● EXCERPT
Before I cut the first piece of wood, I designed the whole console using 123D Design, a remarkably powerful yet free 3D design program. That way I could ensure that all measurements met AGO specs for things like height of manuals, setback of pedalboard from key tip of bottom manual, and so forth, as well as height of music rack, front-to-back depth (under 30 inches so it could go through standard doors), width to perfectly enclose the pedalboard (which I bought used on eBay), and a million other limitations. Doing that with pencil and paper, or in my head (!!!) would have been insane. When everything was perfect, I could read the dimensions of the components right off the screen. It felt like a lot of up-front work, but the payoff when construction began was enormous.

It was tempting to build a three-manual console, especially since the cost and work for three manuals is trivially greater than that for two manuals. However, the main purpose of this organ is to give my wife, our church organist, a high quality practice instrument at home. Her church organ, despite being the best pipe organ in the area, has just two manuals. Also, she has a shoulder problem that makes it difficult to comfortably reach a third manual. So two it was.

Neither she nor I have a lot of interest in exploring a wide variety of organs; we would rather focus on a couple and learn them well. Also, we both hate touchscreens, as they can be tricky to touch just right. And of course touch screens add significant width to a console, and we wanted compact. So instead of using touch screens, I laid out the six grouped divisions of the Rotterdam Laurenskerk organ and access the ranks with lighted stop buttons. This is enough stops to also handle the large French symphonic Caen St. Etienne organ, which I plan to implement soon. Between these two complementary organs we'll have more than enough to keep us busy!

● WORK TO COMPLETE
A. Report how many lines of the rows contain the string "range", with case counting, and give only that number.
B. Continue the organ console account from the point where it stops.
The organ console account has no connection to the rows.

● EXERCISE MATERIAL
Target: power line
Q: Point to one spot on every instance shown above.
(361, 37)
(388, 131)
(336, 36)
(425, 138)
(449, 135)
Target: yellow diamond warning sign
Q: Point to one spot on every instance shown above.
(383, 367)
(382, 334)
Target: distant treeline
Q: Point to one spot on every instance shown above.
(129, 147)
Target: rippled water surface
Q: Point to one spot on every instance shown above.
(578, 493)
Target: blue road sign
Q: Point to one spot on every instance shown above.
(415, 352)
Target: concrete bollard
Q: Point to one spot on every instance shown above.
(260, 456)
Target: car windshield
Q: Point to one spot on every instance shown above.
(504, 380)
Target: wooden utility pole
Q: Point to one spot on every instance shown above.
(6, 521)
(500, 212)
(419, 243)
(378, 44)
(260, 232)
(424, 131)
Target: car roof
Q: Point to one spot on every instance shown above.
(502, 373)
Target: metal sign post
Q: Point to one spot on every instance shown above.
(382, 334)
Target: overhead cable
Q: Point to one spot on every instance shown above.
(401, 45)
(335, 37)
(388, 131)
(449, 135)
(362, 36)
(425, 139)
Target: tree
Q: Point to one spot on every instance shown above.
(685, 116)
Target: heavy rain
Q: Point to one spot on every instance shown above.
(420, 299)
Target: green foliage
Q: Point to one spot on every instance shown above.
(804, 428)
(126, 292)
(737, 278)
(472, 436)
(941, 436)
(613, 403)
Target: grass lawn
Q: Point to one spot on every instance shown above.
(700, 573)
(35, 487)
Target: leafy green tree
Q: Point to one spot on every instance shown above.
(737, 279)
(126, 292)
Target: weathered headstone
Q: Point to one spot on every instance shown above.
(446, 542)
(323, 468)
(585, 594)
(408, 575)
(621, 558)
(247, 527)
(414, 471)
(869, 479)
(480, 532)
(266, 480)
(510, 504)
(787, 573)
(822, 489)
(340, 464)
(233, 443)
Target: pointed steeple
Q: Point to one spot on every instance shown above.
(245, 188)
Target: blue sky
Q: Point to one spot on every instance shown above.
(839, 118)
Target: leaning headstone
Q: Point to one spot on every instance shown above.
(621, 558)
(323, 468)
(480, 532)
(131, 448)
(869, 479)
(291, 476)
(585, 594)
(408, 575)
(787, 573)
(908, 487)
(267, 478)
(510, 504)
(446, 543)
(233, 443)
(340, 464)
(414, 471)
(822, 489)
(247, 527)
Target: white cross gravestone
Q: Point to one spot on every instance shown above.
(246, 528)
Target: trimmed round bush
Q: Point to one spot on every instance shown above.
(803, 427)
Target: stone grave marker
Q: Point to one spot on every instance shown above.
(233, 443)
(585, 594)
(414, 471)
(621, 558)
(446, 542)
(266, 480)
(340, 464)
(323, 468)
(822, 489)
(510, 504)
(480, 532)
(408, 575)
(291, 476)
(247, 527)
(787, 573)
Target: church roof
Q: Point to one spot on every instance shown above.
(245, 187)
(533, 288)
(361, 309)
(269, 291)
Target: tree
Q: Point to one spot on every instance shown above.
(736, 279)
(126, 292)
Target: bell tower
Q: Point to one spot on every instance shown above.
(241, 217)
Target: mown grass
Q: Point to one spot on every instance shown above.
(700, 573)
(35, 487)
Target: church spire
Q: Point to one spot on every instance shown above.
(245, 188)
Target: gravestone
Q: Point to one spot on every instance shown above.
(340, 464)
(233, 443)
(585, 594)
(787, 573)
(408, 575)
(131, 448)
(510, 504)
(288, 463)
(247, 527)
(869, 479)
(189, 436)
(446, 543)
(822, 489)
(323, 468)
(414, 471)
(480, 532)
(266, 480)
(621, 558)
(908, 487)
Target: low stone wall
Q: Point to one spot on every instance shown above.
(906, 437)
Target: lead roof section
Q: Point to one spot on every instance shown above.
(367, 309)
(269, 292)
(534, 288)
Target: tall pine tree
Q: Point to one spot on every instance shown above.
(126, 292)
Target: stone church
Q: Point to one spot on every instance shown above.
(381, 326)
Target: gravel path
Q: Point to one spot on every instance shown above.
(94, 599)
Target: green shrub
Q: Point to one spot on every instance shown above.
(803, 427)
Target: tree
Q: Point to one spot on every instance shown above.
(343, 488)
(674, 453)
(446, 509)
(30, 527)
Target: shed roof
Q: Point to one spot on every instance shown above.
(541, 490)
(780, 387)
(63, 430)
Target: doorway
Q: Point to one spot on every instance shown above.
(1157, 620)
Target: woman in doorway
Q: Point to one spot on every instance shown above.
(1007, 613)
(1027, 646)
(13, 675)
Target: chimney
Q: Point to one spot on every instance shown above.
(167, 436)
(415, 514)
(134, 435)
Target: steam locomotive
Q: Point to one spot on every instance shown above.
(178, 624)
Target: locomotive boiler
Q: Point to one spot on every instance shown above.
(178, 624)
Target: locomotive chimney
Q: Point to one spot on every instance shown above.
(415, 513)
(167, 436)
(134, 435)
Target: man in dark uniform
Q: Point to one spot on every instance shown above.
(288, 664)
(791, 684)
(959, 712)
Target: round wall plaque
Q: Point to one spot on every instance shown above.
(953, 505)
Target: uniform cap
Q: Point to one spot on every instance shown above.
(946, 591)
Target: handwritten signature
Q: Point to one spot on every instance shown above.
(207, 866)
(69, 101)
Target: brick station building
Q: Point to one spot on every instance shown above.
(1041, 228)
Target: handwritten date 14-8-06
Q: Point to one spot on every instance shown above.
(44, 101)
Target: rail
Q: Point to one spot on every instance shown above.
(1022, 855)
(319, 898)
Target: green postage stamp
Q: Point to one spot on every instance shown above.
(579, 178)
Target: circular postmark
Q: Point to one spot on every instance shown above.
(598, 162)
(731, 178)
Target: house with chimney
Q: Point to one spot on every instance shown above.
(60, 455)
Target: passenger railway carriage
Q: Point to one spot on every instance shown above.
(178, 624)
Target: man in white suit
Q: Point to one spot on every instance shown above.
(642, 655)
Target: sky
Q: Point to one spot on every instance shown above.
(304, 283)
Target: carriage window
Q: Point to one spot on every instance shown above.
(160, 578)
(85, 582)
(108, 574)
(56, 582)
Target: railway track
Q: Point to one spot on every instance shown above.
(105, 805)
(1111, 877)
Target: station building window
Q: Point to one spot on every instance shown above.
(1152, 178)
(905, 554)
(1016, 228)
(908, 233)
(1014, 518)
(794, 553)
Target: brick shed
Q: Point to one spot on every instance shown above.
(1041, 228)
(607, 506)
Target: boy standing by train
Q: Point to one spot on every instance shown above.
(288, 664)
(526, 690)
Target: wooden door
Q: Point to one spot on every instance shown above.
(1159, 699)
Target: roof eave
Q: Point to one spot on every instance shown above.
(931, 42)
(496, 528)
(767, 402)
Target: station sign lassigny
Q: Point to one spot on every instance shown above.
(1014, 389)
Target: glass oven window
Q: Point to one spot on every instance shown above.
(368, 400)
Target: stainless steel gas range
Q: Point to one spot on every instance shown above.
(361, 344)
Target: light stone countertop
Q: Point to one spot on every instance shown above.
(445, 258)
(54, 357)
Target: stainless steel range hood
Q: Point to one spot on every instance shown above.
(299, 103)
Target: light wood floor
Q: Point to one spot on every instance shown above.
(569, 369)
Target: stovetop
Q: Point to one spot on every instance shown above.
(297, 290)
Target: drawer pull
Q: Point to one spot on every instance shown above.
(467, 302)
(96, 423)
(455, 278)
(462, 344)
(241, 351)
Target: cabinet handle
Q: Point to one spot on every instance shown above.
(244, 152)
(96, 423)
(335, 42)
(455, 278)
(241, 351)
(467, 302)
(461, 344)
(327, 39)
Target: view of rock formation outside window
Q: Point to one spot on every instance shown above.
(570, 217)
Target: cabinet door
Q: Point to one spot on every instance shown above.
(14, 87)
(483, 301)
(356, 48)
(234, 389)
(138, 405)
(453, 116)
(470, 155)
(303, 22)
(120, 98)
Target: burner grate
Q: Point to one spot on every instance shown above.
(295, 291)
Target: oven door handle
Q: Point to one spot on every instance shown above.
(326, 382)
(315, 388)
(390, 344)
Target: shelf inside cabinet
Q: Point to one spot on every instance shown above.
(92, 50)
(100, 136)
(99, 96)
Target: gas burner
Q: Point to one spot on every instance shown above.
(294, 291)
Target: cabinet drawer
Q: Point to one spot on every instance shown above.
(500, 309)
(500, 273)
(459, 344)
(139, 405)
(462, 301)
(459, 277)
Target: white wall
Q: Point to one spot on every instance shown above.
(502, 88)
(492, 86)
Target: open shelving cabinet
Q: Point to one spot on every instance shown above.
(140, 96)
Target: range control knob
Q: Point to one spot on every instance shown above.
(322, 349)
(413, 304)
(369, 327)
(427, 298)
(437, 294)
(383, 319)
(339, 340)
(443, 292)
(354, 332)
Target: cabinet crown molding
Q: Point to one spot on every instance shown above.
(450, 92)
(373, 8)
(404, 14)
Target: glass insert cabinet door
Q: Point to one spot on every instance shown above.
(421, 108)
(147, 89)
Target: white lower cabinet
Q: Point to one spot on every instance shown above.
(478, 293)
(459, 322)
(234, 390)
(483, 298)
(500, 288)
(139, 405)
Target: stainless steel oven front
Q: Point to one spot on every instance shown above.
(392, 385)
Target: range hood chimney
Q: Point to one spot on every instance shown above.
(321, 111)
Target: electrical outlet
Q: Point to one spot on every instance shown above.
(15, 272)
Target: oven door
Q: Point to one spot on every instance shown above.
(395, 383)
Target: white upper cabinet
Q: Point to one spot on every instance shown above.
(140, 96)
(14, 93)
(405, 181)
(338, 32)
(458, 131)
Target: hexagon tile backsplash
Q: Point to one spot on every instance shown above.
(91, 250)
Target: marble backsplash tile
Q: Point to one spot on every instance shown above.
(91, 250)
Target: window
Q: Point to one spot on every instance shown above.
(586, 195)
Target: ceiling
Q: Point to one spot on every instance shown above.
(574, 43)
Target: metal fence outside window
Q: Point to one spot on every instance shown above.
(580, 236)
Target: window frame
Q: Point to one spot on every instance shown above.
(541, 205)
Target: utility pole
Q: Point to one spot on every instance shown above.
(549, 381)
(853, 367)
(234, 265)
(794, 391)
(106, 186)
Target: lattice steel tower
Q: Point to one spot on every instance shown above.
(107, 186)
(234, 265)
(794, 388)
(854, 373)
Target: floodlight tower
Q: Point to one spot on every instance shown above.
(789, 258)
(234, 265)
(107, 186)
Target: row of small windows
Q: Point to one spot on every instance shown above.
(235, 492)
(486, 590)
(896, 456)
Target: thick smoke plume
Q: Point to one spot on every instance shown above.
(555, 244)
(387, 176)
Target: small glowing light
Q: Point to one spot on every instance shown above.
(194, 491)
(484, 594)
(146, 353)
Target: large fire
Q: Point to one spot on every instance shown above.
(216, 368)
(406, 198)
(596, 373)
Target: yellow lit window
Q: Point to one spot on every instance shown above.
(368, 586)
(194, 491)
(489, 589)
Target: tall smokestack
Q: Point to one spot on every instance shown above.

● ANSWERS TO EACH TASK
A. 4

B.
The multiple divisions of these two humongous organs are mapped to two manuals using a clever technique suggested by Matt Arnold, who supplied all MIDI components and much valuable advice. The original Rotterdam Swell (Bovenwerk) is 'permanently' mapped to the console Swell, and the Great (Hoofdwerk) to the Great. Then, each console manual has three lighted couplers on their piston rails for the Rugwerk, Borstwerk, and Chamdewerk. Thus, any or all of these three extra divisions can be coupled to the console Swell, Great, or both. For the Caen, the Grand Orgue permanently maps to the Great, and the Recit to the Swell; the Positif can be coupled to either or both console manuals as with the Rotterdam. My wife is still dizzy looking at all those stop choices.

I have three sets of stereo speakers. The front channels go to a pair of powerful towers paired with subwoofers. The rear channels go to a pair of Bose 901 speakers on the opposite wall. Finally, I have a pair of Polk Audio bookshelf speakers mounted high in the center of the third wall, dedicated to sweet solo stops. It's a good thing we live far out in the country, where the nearest neighbors are the chickens.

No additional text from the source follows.